Texte à lire =>
● ● ● ● ●

Une formation ne devrait jamais être une forme de conditionnement ni correspondre à un stéréotype fantasmé. Chaque impétrant adulte doit être considéré comme porteur d'une expérience, de compétences, de qualités prenant en compte sa motivation, son adhésion et son implication dans la formation suivie. Il est l'acteur principal de sa formation. Il devient nécessaire pour tout concepteur de formation de développer, d'anticiper, d'améliorer l'acquisition de nouvelles compétences et de les croiser entre elles afin de les rendre transférables (bouquet, portefeuille de compétences, passerelles) et ainsi être en mesure de répondre à des besoins émergents (réglementation, débouchés, besoins).

On forme d'abord un généraliste qui ensuite devra être capable d'accroitre son bouquet de compétences. L'occupation d'un nouveau poste passe par une phase d'initiation qui consiste en l'apprentissage des compétences essentielles qui permettent corollairement la découverte de l'emploi - de maitrise qui caractérise la capacité à l'autonomie face aux difficultés rencontrées dans le métier au quotidien - l'expertise qui elle permet l'initiative pour répondre au mieux aux problèmes soulevés.

● ● ● ● ●

[Lignes du jeu de données sur l'emplacement des objets]
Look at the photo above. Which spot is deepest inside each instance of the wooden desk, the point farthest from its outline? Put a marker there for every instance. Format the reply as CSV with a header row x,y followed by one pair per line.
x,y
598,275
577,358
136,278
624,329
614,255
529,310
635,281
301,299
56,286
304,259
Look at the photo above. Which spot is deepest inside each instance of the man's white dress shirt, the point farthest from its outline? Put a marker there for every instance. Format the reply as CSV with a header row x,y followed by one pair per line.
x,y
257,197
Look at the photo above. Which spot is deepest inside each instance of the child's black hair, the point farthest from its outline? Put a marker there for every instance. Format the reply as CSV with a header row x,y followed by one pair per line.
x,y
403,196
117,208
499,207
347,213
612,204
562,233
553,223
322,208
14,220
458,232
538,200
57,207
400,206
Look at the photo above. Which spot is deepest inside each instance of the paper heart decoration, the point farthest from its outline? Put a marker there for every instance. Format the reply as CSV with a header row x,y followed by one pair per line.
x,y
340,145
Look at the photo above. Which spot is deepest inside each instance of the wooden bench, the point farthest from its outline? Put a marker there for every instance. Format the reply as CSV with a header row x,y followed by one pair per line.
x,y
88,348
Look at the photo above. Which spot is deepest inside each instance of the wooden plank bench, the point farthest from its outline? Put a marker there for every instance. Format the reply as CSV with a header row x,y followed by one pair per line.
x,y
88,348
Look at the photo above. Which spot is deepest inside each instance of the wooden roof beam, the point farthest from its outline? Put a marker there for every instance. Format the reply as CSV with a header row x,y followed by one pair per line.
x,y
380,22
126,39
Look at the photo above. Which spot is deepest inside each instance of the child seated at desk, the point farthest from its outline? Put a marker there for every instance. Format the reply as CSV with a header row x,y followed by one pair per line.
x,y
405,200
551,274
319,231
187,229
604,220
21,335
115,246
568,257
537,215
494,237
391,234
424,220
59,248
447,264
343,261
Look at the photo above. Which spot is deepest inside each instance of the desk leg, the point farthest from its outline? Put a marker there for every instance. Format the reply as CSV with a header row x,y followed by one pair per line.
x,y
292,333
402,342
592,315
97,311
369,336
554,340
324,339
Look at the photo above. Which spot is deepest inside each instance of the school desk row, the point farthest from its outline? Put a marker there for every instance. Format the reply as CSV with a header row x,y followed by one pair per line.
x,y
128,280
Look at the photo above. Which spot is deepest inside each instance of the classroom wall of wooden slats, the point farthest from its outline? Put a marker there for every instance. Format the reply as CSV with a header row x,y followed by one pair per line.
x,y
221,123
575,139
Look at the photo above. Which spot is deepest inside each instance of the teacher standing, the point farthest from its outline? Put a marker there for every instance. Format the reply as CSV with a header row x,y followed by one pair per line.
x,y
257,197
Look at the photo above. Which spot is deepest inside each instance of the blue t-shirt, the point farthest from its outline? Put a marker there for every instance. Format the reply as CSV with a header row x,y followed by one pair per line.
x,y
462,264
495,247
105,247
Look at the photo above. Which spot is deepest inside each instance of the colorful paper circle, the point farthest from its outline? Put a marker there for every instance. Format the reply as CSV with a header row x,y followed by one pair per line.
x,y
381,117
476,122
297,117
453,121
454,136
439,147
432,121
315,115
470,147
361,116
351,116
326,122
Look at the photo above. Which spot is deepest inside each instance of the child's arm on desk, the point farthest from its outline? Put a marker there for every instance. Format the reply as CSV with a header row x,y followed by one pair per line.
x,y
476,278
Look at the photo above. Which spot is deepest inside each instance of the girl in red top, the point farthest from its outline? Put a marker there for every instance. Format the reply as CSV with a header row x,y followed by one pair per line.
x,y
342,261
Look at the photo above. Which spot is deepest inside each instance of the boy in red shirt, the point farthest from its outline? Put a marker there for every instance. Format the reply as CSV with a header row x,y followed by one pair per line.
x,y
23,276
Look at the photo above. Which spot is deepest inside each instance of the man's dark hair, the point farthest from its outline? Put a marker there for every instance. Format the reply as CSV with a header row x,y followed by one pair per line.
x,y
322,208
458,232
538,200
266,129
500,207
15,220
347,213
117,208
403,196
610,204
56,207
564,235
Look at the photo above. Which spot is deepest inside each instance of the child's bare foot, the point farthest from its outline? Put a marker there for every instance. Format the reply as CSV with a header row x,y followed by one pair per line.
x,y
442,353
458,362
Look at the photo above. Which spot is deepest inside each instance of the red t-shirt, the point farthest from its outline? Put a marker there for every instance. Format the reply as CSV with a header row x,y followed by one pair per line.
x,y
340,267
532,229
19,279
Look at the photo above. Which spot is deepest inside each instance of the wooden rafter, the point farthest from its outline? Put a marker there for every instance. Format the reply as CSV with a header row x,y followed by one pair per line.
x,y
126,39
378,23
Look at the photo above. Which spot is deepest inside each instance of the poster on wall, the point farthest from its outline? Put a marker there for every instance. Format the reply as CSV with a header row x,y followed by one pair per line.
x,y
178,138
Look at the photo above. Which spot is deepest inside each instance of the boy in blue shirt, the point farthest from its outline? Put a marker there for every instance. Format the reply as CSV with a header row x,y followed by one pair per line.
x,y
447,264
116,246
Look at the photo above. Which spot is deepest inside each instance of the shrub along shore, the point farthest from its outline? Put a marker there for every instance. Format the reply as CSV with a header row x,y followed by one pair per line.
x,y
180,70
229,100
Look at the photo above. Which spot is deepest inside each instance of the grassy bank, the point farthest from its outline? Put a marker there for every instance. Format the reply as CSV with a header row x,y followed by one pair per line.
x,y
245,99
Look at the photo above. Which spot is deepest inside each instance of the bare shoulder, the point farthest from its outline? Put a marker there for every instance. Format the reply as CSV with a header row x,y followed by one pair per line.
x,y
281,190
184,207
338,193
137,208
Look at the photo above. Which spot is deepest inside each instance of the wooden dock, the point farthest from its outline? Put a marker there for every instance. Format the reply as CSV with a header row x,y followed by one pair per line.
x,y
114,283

● ● ● ● ●

Exercice bref => Recopiez mot pour mot l'intégralité du texte ci-dessus sur la formation des adultes.

Réponse complète =>
Une formation ne devrait jamais être une forme de conditionnement ni correspondre à un stéréotype fantasmé. Chaque impétrant adulte doit être considéré comme porteur d'une expérience, de compétences, de qualités prenant en compte sa motivation, son adhésion et son implication dans la formation suivie. Il est l'acteur principal de sa formation. Il devient nécessaire pour tout concepteur de formation de développer, d'anticiper, d'améliorer l'acquisition de nouvelles compétences et de les croiser entre elles afin de les rendre transférables (bouquet, portefeuille de compétences, passerelles) et ainsi être en mesure de répondre à des besoins émergents (réglementation, débouchés, besoins).

On forme d'abord un généraliste qui ensuite devra être capable d'accroitre son bouquet de compétences. L'occupation d'un nouveau poste passe par une phase d'initiation qui consiste en l'apprentissage des compétences essentielles qui permettent corollairement la découverte de l'emploi - de maitrise qui caractérise la capacité à l'autonomie face aux difficultés rencontrées dans le métier au quotidien - l'expertise qui elle permet l'initiative pour répondre au mieux aux problèmes soulevés.